**OBJECTIVE**
Render every line of the listing below as a JSON list of strings, one string per line, with blank lines dropped. Leave the pictures out.

------------

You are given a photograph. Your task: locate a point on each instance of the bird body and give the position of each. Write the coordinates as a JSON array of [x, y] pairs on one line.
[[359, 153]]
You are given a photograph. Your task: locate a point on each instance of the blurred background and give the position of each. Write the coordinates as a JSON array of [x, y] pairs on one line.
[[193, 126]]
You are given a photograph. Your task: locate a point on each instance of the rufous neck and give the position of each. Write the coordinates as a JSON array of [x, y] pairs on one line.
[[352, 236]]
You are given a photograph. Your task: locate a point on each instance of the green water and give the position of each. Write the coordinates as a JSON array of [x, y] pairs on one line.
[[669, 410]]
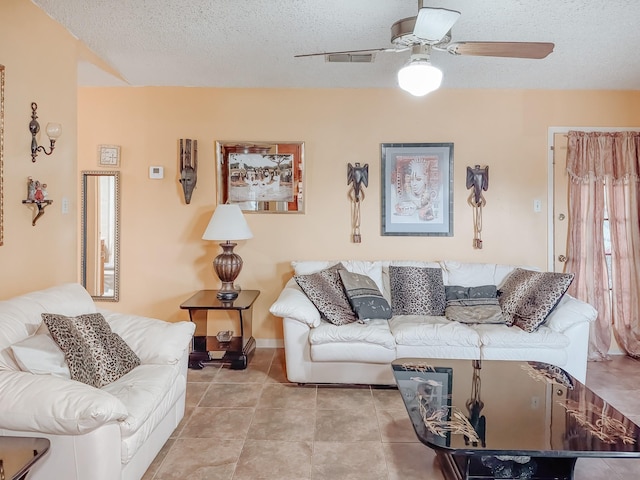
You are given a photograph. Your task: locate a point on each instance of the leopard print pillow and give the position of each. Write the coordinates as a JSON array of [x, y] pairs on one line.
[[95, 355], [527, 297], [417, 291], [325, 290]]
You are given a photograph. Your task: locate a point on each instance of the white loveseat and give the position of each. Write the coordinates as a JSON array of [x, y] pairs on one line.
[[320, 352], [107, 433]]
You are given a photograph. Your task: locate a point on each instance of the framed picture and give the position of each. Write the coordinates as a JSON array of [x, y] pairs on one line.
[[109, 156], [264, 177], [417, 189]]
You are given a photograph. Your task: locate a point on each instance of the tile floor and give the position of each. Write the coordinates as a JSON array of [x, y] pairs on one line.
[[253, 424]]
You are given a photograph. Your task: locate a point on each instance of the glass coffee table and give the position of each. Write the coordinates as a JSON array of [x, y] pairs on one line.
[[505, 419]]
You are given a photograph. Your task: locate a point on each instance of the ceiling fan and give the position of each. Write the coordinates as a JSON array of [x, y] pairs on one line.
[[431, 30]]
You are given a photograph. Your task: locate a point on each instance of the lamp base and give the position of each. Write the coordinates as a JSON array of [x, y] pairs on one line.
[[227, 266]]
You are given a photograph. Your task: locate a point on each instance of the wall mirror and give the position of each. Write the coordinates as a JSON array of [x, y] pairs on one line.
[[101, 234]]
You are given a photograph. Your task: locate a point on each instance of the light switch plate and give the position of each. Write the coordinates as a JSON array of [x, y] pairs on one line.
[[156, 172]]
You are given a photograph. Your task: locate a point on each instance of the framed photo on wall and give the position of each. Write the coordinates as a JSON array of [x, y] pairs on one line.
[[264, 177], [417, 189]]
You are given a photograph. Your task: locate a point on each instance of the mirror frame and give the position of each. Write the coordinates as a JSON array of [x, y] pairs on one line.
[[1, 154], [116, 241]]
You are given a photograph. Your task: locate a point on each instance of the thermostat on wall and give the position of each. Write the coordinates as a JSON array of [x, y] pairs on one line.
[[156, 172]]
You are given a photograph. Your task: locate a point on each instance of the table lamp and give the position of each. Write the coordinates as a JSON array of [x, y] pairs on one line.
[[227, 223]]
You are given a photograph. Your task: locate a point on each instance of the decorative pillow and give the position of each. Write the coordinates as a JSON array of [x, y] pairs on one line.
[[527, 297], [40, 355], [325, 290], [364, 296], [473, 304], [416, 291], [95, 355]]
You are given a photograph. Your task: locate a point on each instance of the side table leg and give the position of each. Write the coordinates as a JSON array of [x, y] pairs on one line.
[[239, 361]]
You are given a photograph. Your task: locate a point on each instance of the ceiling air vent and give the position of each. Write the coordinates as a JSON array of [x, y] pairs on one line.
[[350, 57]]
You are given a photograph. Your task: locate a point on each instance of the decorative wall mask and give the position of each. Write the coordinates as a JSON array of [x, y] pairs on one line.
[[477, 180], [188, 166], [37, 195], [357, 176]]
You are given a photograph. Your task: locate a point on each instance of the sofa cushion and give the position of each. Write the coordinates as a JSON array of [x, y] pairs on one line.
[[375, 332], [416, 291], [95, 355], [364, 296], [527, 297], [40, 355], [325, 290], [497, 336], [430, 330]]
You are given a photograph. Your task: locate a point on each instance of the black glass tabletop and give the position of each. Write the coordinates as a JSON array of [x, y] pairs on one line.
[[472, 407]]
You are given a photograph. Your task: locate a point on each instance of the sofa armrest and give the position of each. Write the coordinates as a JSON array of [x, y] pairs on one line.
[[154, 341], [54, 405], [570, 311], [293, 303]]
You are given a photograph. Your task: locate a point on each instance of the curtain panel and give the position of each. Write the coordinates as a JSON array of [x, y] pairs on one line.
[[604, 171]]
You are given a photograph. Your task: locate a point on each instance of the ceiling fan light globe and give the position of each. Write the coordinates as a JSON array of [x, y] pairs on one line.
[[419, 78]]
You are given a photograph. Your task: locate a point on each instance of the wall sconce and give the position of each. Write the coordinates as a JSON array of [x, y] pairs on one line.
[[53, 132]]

------------

**SOLUTION FOR THIS TASK**
[
  "You are given a photograph. Your task: locate a point on each instance of the bird body and give the position of each. Write the coordinates as a JSON array of [x, y] pairs on one line.",
  "[[359, 153]]",
  "You are given a photograph. Your task: locate a point on each instance of the blurred background and give the position of each. Write the coordinates as a JSON array of [x, y] pairs on one line.",
  "[[193, 126]]",
  "You are given a photograph. Your task: locate a point on each instance of the rufous neck and give the position of each. Write the coordinates as a JSON array of [x, y] pairs on one line.",
  "[[352, 236]]",
  "You are given a photograph. Your task: locate a point on each instance of the green water and give the position of each. Write the coordinates as a JSON array of [x, y] pairs on one line.",
  "[[669, 410]]",
  "You are given a photograph. Your task: locate a point on each instance of the leopard print pillow and give the position of each. Write the coordinates as a JSON array of [x, y] pairs on one line.",
  "[[95, 355], [527, 297], [417, 291], [325, 290]]",
  "You are given a photograph. Your task: locate a point on each instance of the white loveseat and give the position of each. Write the coordinates as a JSON array of [x, y] pairs on one line.",
  "[[320, 352], [107, 433]]",
  "You are given a photograph. Your task: locate a point on each instance of the framed picture and give the position of each. Write the coordinates as a JSON array of [x, y] pairs on one line.",
  "[[109, 156], [264, 177], [417, 189]]",
  "You are given a photograph. Your task: locate a point on each instance of the tile floor and give the position of each. Write the coordinates as a JSON array of [x, y] pairs on one line.",
  "[[253, 424]]",
  "You are given a photograph. Your task: locate a point on each instance of the glass coffee table and give the position of each. Write the coordinates as a JSON array of [x, y] pairs on one line.",
  "[[505, 419]]",
  "You are given a photograph. Your task: locate a point on each instance of the ceiling fan and give the position of each. Write the coordinates as a JSON array of [x, y] pairs on one line.",
  "[[431, 30]]",
  "You are given a photograph. Your task: locate a point on each instance of the lamp base and give the position of each. Write the coordinates as a JSON array of [x, y] pairs on one line.",
  "[[227, 266]]",
  "You are given a photograph. Your task: locate a point on each instance of the wall mirror and give the position of each. Write the coordinates as a JSON array of [x, y] pairs on one line.",
  "[[101, 234]]",
  "You are given a photograph. Your task: locate a point on each instance of the light switch plate and give the position of each. Write the coordinates as a JSON array of [x, y] pairs on one line.",
  "[[156, 172]]",
  "You are given a photograph. Your task: locate a point on each instance of the framed photo on wall and give the position of each. Write the coordinates as a JSON array of [x, y] pairs on one line.",
  "[[264, 177], [417, 189]]",
  "You are given a photograph. Your task: locate a point on each instance of the mirror frame and give the position of each. Write the coordinates as a JSON array of [x, y] pairs on one line.",
  "[[1, 154], [116, 241]]",
  "You are given a photograph. Your task: locate a point on each instance of the thermostat on wall and give the position of each. Write the coordinates as a JSON array of [x, y] pairs on one line.",
  "[[156, 172]]",
  "You are given a photograph. Your task: locate a point on each instance of the table lamp and give the position of each. Write the coordinates as a JSON array of [x, y] pairs on one line.",
  "[[227, 223]]",
  "You are given a photograph. Your task: locate a point on each instance of the decorative pillow and give the position of each. Write the coordinates as a JSON array of [x, y] pairs on one line.",
  "[[527, 297], [40, 355], [325, 290], [364, 296], [473, 304], [416, 291], [95, 355]]",
  "You are given a photograph. Your task: locate a point on each instance of the side table leg and give the position of each. Write the coordinates as a JSON array of [x, y] pairs on one line.",
  "[[239, 361]]",
  "You are given a photograph. Your task: locate a point on each instance of the ceiling air vent and give the position of each. Write the coordinates as a JSON array of [x, y] pairs on one line.",
  "[[350, 57]]",
  "You are given a photograph. Your task: locate a point on each instance of the decorative wall mask and give the position of each. Write the coordinates as a JSON array of [x, y] pairs on one line.",
  "[[477, 180], [188, 166], [37, 195], [357, 176]]",
  "You are given a photograph. Your task: locate a point on each instance of the sofa cushion and give the position of each. Write the coordinates as a JSON array of [x, y] pairs on one line.",
  "[[375, 332], [416, 291], [95, 355], [364, 296], [527, 297], [40, 355], [325, 290], [497, 336], [430, 330]]",
  "You are given a photograph. Your task: locate a point on each instance of the black glass tabletop and give the position of each. Write the coordinates as a JSON array of [x, y] pairs on one line.",
  "[[472, 407]]",
  "You are given a photograph. Your task: locate a point on each instance of the sofa armrest and give the position of each. Write the coordinates as a JSON array of [x, y] pairs on one line.",
  "[[154, 341], [54, 405], [570, 311], [293, 303]]",
  "You are given a photograph. Your task: locate a point on each instance of the curtain panel and give the position of each. Write the coordinates as a JSON array of [x, y] pairs on one line.",
  "[[604, 171]]",
  "You are given a photograph. Your task: locate a point on each instance of the ceiling fan light globe and give the position of each. Write the coordinates as a JSON array of [x, y] pairs on one line.",
  "[[419, 78]]",
  "You are given a photograph. Your task: locate a point on each instance of the wall sconce and give the position of each. Write the coordinates as a JSON array of [x, y] pairs on one line.",
  "[[53, 132]]"
]